= Tasks for this exercise =
1) From the ocean temperature update, reproduce the passage from "Figure 1. CSIRO" to "in Figure 2." word for word.
2) In the ocean temperature update, at roughly what depth does the CSIRO global average temperature reach its minimum of 1°C?
3) Do these statements agree with the ocean temperature update? Answer yes or no for each, quoting the words of the text that decide it.
(a) Oceans cover 71% of Earth.
(b) The CSIRO data the author works with spans several years.
(c) A complete overturning of ocean water probably takes about 100 years.

= Passage =
▬▬▬▬▬▬

Ocean Temperature Update

By Andy May

A considerable amount of new information on ocean temperature has been gathered since I last wrote about the subject in 2016 here. In my last post on GHCN and the National Temperature Index, it appeared that ocean temperature trends and the thermal energy distribution in oceans dominate climate change. Land-based weather stations are invaluable for weather prediction, but they tell us very little about climate change. The common definition of climate is an overall change in temperature or precipitation over a period longer than 30 years. But even 30 years is a short timeframe, 100 years might be better. On this timescale, ocean temperature trends are more significant.

Oceans cover 71% of Earth and they contain 99.93% of the thermal energy (“heat”) on the surface. Here we define the Earth’s surface as everything between the sea floor to the top of the atmosphere, ~22km. The land is considered below the surface here, we only include the atmosphere, lakes and rivers as part of the surface. The calculation of surface heat storage, and the necessary references, are detailed in this spreadsheet. As an illustration of the huge impact of the oceans, we should consider that Earth’s oceans contain more thermal energy than exists on the surface and in the atmosphere of Venus, where the temperature is 464°C or 867°F. In fact, Earth’s oceans contain four times more thermal energy than the atmosphere of Venus, yet the oceans have an average temperature of less than 5°C. A spreadsheet containing this calculation and the necessary references can be downloaded here.

We still do not have accurate information on the entire ocean, but we do have a lot more than in 2016, more than half the ocean volume is below 3,000 meters. CSIRO has a nice 2009 dataset of temperature data to 5,500 meters here (Ridgeway, Dunn, & Wilken, 2002). The University of Hamburg has multi-year data to 6500 meters here. The CSIRO NetCDF files opened easily, and we can work with their data, even though it only covers one year. Figure 1 is the average global CSIRO ocean temperature from the surface to 5,500 meters.

Figure 1. CSIRO 2009 global average temperature from the surface to 5,500 meters. Data source: CSIRO.

The temperature drops to a minimum of 1°C at ~4,250 meters and then begins to increase. The distribution of temperature at 4,500 meters is shown in Figure 2.

Figure 2. CSIRO ocean temperature at 4,500 meters. The white areas on the map are shallower than 4,500 meters.

Signs of the thermohaline circulation can be seen in these temperatures. It is still unclear how often the ocean water completely overturns. By overturning, we mean the amount of time required for downwelling surface water to make a completely deep-water circuit and then come back to the surface. This process probably takes at least 1,000 years. It is the major long-term heat exchange process on the surface of the Earth. Thus, when the Earth is receiving more thermal energy from the Sun, or CO2 or whatever is causing warming, it takes a thousand years or longer for it to circulate through the oceans. Figure 3 is a map showing the paths the water takes through the deep ocean.

▬▬▬▬▬▬

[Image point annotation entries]
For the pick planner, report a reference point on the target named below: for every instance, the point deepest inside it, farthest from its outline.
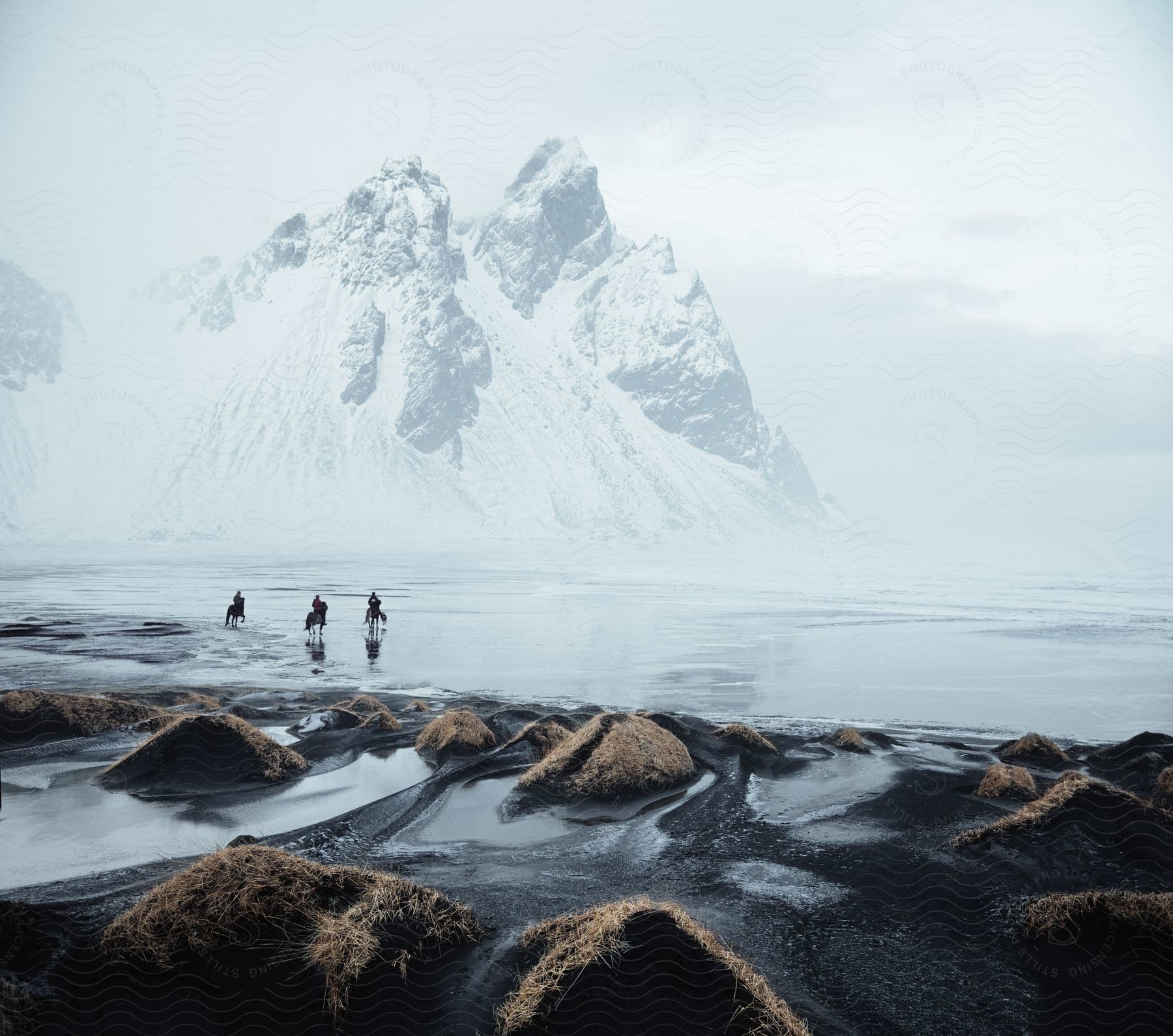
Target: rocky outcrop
(360, 353)
(553, 224)
(33, 326)
(287, 249)
(655, 332)
(392, 235)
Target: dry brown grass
(246, 712)
(746, 737)
(29, 713)
(1032, 747)
(598, 936)
(614, 753)
(252, 755)
(375, 716)
(364, 704)
(848, 738)
(545, 735)
(192, 698)
(1071, 783)
(18, 1008)
(1149, 913)
(381, 719)
(340, 918)
(1002, 781)
(1165, 783)
(457, 731)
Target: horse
(375, 615)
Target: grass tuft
(1058, 917)
(1032, 747)
(35, 713)
(457, 731)
(600, 936)
(545, 735)
(340, 919)
(847, 738)
(1070, 785)
(375, 716)
(1002, 782)
(240, 750)
(745, 737)
(614, 753)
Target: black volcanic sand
(830, 872)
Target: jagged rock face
(655, 332)
(392, 234)
(785, 467)
(553, 224)
(287, 249)
(215, 309)
(356, 349)
(386, 250)
(33, 324)
(360, 354)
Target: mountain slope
(375, 370)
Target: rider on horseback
(375, 607)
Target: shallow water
(57, 823)
(987, 654)
(489, 811)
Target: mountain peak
(551, 225)
(554, 158)
(410, 165)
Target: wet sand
(828, 871)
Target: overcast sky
(940, 235)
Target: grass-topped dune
(744, 737)
(372, 713)
(545, 735)
(340, 921)
(1164, 794)
(614, 753)
(32, 715)
(1032, 747)
(1007, 782)
(633, 966)
(847, 738)
(460, 731)
(202, 751)
(1093, 805)
(1071, 917)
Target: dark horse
(373, 616)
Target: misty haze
(595, 520)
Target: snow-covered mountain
(386, 369)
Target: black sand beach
(833, 873)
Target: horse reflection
(373, 644)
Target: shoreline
(830, 871)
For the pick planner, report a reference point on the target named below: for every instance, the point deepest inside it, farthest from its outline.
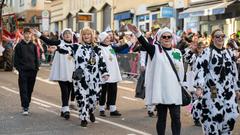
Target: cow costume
(89, 58)
(216, 68)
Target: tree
(1, 8)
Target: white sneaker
(73, 106)
(25, 113)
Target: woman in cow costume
(216, 80)
(88, 58)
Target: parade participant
(62, 67)
(109, 88)
(216, 79)
(159, 89)
(93, 71)
(27, 64)
(192, 52)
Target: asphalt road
(44, 118)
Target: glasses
(220, 36)
(166, 37)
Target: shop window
(21, 3)
(34, 3)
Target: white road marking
(126, 88)
(45, 109)
(43, 105)
(127, 82)
(46, 81)
(75, 115)
(40, 79)
(133, 99)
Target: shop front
(205, 16)
(123, 18)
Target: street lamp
(1, 7)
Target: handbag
(186, 96)
(77, 74)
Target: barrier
(129, 64)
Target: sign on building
(85, 17)
(45, 20)
(166, 12)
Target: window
(21, 3)
(11, 3)
(34, 3)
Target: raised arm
(46, 40)
(149, 48)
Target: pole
(1, 8)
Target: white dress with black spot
(220, 110)
(87, 89)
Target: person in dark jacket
(27, 64)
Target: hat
(155, 27)
(65, 30)
(102, 36)
(128, 33)
(26, 29)
(108, 29)
(162, 31)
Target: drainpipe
(1, 8)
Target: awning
(123, 15)
(205, 10)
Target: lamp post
(1, 7)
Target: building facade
(207, 15)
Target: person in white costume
(109, 88)
(162, 85)
(62, 67)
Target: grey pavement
(44, 116)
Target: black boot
(84, 123)
(92, 117)
(65, 115)
(102, 113)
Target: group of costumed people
(215, 81)
(95, 64)
(97, 71)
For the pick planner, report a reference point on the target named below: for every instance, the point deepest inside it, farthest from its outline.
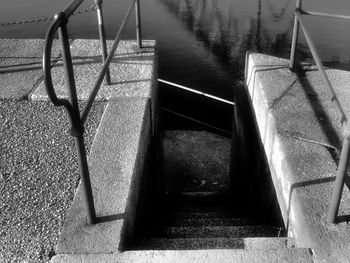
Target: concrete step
(283, 255)
(198, 202)
(211, 243)
(218, 231)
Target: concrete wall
(301, 137)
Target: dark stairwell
(198, 202)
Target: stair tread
(212, 243)
(171, 220)
(215, 231)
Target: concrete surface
(301, 134)
(28, 234)
(20, 66)
(132, 71)
(116, 163)
(190, 256)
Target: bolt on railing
(344, 158)
(77, 120)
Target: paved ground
(38, 175)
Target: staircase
(205, 220)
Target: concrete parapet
(132, 71)
(301, 135)
(189, 256)
(116, 165)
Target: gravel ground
(38, 176)
(195, 161)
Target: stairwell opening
(210, 191)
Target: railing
(78, 119)
(344, 157)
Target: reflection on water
(201, 43)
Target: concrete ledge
(301, 135)
(189, 256)
(20, 64)
(116, 165)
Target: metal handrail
(344, 157)
(77, 120)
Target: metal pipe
(101, 30)
(197, 92)
(77, 127)
(339, 182)
(295, 37)
(47, 64)
(318, 62)
(138, 23)
(98, 82)
(312, 13)
(194, 120)
(71, 7)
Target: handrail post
(77, 126)
(138, 23)
(339, 180)
(295, 36)
(101, 31)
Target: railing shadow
(109, 218)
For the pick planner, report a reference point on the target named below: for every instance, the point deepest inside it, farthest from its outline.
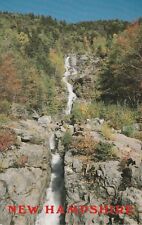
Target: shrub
(67, 138)
(5, 107)
(128, 131)
(138, 135)
(104, 151)
(7, 139)
(86, 144)
(107, 132)
(3, 119)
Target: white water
(72, 95)
(54, 193)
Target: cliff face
(99, 170)
(93, 179)
(25, 172)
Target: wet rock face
(24, 173)
(90, 182)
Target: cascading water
(55, 192)
(72, 95)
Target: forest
(32, 51)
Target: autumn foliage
(10, 85)
(7, 139)
(86, 144)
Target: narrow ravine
(55, 191)
(72, 96)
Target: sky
(77, 10)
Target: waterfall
(72, 95)
(55, 191)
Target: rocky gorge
(97, 170)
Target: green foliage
(121, 77)
(67, 138)
(116, 115)
(4, 119)
(128, 130)
(5, 106)
(104, 151)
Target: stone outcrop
(24, 172)
(115, 181)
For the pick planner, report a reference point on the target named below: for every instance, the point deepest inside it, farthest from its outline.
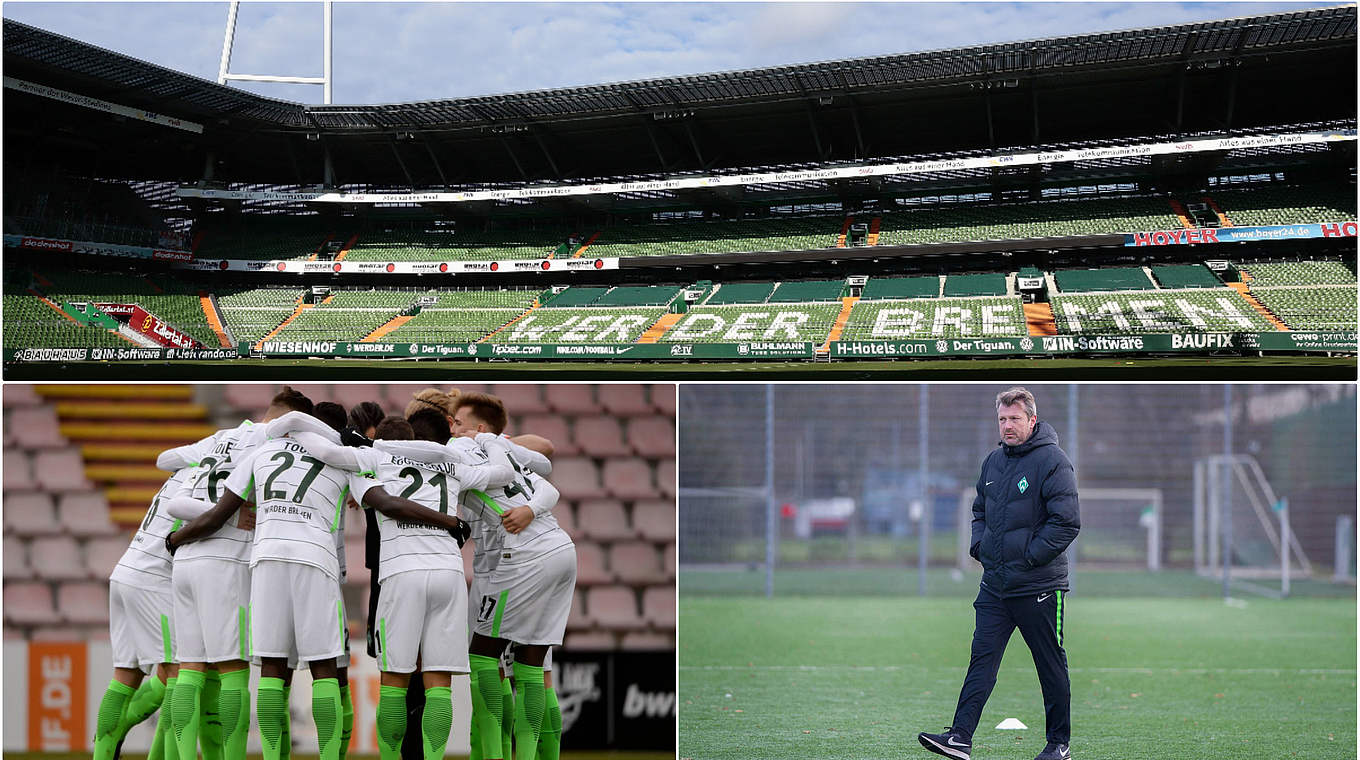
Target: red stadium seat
(17, 560)
(654, 521)
(624, 400)
(29, 514)
(658, 607)
(604, 520)
(629, 479)
(577, 479)
(57, 558)
(83, 604)
(21, 394)
(552, 427)
(646, 641)
(60, 469)
(36, 427)
(18, 471)
(578, 620)
(637, 563)
(667, 477)
(30, 604)
(86, 513)
(600, 437)
(102, 555)
(571, 399)
(615, 608)
(521, 399)
(590, 641)
(652, 437)
(566, 518)
(590, 566)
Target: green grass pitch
(856, 677)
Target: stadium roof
(990, 95)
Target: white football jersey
(540, 537)
(419, 471)
(299, 503)
(231, 541)
(147, 563)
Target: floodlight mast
(229, 38)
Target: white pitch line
(1139, 670)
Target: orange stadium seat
(577, 479)
(85, 513)
(590, 641)
(626, 400)
(60, 469)
(83, 602)
(571, 399)
(520, 399)
(17, 560)
(653, 438)
(604, 520)
(590, 566)
(18, 471)
(102, 555)
(668, 560)
(629, 479)
(637, 563)
(21, 394)
(642, 641)
(654, 521)
(30, 514)
(601, 437)
(554, 427)
(658, 607)
(36, 427)
(614, 608)
(30, 604)
(57, 558)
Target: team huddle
(240, 562)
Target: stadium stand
(1156, 312)
(64, 534)
(936, 318)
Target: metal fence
(880, 476)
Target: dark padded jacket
(1024, 515)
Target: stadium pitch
(323, 370)
(858, 676)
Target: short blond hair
(1017, 396)
(433, 399)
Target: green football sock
(184, 711)
(286, 741)
(234, 710)
(346, 719)
(142, 706)
(550, 740)
(325, 713)
(163, 745)
(210, 722)
(112, 709)
(486, 704)
(506, 718)
(528, 709)
(392, 721)
(437, 721)
(271, 707)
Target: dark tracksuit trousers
(1039, 619)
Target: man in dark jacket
(1023, 520)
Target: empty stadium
(901, 208)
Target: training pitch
(856, 677)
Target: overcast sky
(396, 52)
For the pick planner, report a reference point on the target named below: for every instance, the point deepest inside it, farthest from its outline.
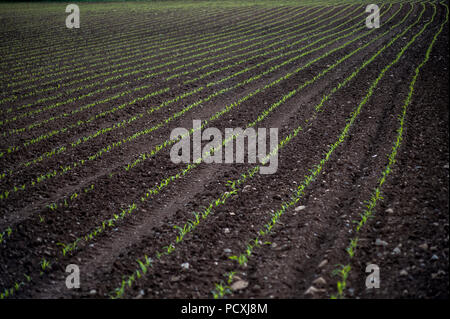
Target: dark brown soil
(305, 244)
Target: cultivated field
(86, 176)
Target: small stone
(185, 265)
(319, 282)
(239, 285)
(380, 242)
(246, 189)
(351, 291)
(299, 208)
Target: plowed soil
(407, 236)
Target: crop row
(344, 270)
(108, 148)
(133, 69)
(128, 74)
(136, 30)
(145, 259)
(161, 50)
(234, 185)
(139, 116)
(119, 41)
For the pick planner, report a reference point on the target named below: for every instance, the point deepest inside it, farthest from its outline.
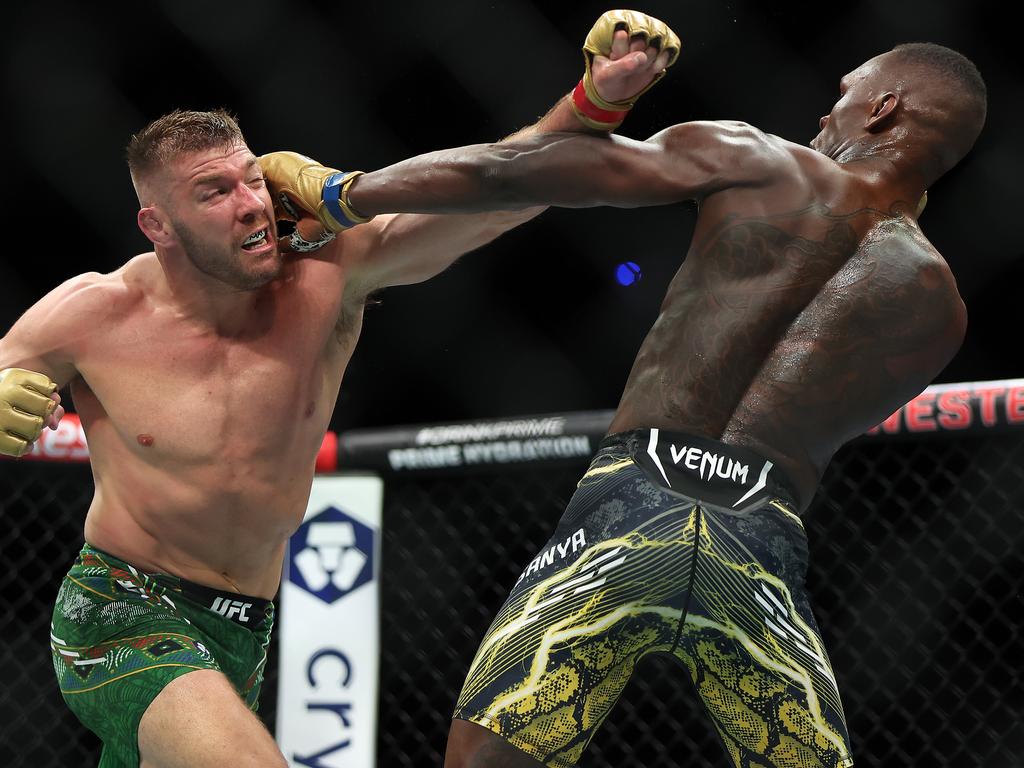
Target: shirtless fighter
(205, 374)
(809, 307)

▬▬▬▬▬▬

= Task answers =
1)
Figure 1. CSIRO 2009 global average temperature from the surface to 5,500 meters. Data source: CSIRO.

The temperature drops to a minimum of 1°C at ~4,250 meters and then begins to increase. The distribution of temperature at 4,500 meters is shown in Figure 2.

2) At about 4,250 meters.

3)
(a) Yes: "Oceans cover 71% of Earth"
(b) No: "even though it only covers one year"
(c) No: "This process probably takes at least 1,000 years."